◆ **Task item**
With respect to the word "photo", report how many lines of the following listing include it. Give nothing but the number.

--- START ---

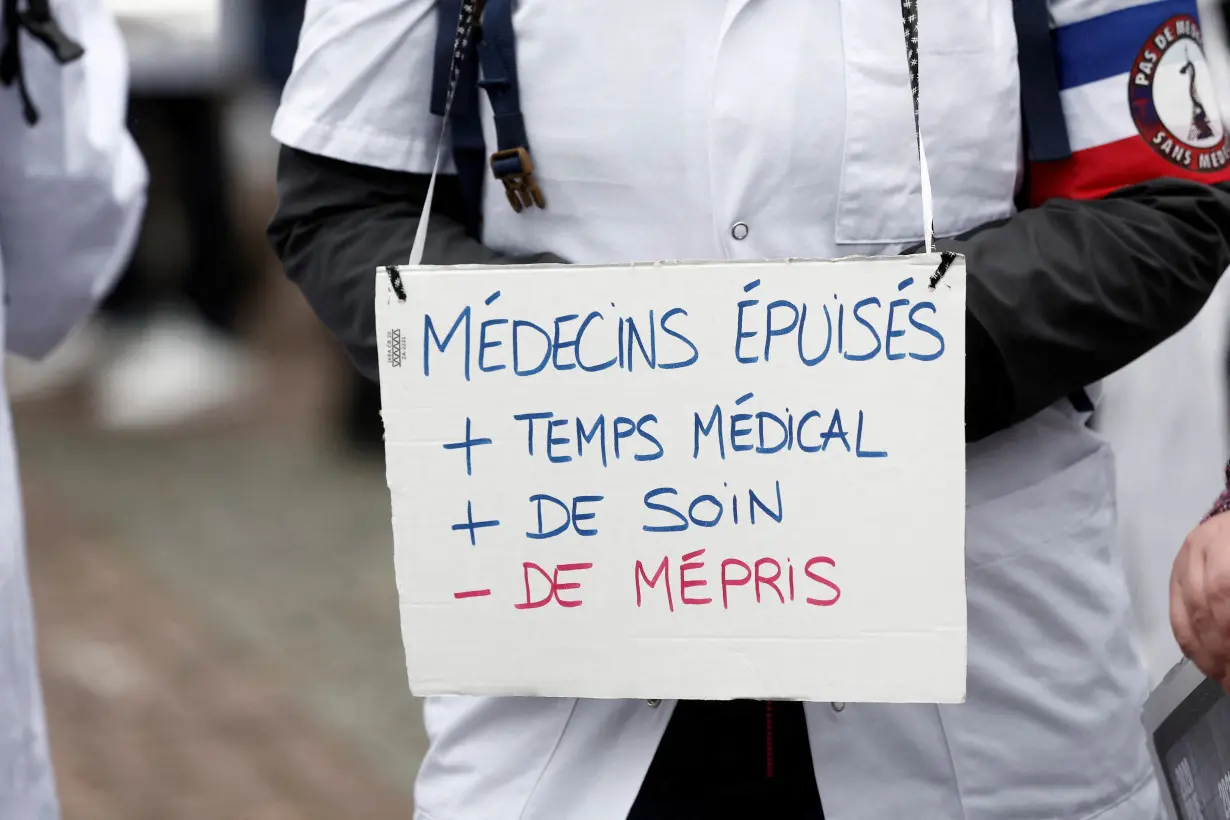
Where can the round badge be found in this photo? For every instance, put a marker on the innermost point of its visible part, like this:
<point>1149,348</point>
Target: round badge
<point>1172,98</point>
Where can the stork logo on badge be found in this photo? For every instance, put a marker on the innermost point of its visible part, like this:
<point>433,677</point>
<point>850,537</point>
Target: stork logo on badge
<point>1172,98</point>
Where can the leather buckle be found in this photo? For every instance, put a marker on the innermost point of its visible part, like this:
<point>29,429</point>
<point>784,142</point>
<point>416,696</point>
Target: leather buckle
<point>515,170</point>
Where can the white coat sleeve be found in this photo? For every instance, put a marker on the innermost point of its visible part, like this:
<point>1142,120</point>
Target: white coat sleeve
<point>71,186</point>
<point>361,90</point>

--- END ---

◆ **Response to the task**
4